### Work to be completed:
Give an exact copy of every entry.

### Listed entries:

++++++++++

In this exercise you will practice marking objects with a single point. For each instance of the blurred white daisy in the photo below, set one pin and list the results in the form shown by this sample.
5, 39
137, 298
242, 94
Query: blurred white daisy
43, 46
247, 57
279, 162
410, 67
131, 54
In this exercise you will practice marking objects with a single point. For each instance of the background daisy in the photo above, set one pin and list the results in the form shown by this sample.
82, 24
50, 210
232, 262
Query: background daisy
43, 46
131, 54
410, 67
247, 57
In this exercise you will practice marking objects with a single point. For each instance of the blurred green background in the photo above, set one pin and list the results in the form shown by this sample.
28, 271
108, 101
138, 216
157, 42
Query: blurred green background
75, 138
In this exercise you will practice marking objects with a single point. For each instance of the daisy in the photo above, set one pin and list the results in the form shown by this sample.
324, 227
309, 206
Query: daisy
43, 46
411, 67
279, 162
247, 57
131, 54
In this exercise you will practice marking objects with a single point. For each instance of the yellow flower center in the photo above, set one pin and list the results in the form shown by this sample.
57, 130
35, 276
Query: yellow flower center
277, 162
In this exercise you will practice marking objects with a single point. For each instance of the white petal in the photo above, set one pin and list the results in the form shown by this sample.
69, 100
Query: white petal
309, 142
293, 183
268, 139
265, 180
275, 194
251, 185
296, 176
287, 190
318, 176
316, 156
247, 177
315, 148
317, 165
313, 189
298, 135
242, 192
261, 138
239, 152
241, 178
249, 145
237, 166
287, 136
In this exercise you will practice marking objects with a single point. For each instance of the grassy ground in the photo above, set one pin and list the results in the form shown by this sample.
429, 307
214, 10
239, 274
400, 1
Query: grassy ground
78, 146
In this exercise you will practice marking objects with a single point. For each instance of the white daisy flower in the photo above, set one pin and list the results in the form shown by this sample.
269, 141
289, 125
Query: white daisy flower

++++++++++

### Solution for this exercise:
In this exercise you will practice marking objects with a single point. For each instance of the blurred white daisy in the photo below, set one pin and list the results in the form shown by this sample.
5, 39
137, 298
242, 94
Query: blurred white daisy
43, 46
247, 57
279, 162
410, 67
131, 54
In this exercise you will practice marking objects with a single point. For each instance of the background daisy in the photo above, set one pin and list the results in the form shown by this sample.
82, 24
50, 210
232, 262
Query: background daisy
43, 46
131, 54
410, 67
247, 57
In this exercise you will practice marking objects with a single point. For each instance of the blurred green background in the photo above, set one pin and list the results in the form shown by this sample.
28, 271
108, 101
138, 216
157, 42
Query: blurred green background
75, 138
In this exercise you will practice marking objects with a single point. For each instance of the daisy in the photo above, set one pin and list the results in the form shown by this sample.
324, 227
309, 206
Query: daisy
43, 46
411, 67
279, 162
247, 57
131, 54
In this exercise you will practice marking objects with a single point. For each instance of the yellow flower center in the photo above, set one pin and list the results in the form shown by this sample.
57, 130
35, 276
Query: yellow flower center
277, 162
In this exercise you will practice marking objects with a single point. For each instance of the white petal in the photo above, set one pin and list the results in the form shown by this sample.
69, 100
Query: white petal
309, 142
293, 183
268, 139
265, 180
275, 194
251, 185
296, 176
287, 190
318, 176
316, 156
247, 177
315, 148
317, 165
313, 189
298, 135
242, 192
261, 138
239, 152
241, 178
249, 145
237, 166
287, 136
In this exercise you will practice marking objects with a single point. For each instance of the grassy ground in the photo above, set one pin and list the results in the form shown by this sample.
429, 307
214, 10
239, 274
400, 1
Query: grassy ground
78, 146
In this exercise you will practice marking objects with a single point. For each instance of the white daisy flower in the photo above, set one pin and list the results in the form shown by this sample.
269, 141
289, 125
Query: white daisy flower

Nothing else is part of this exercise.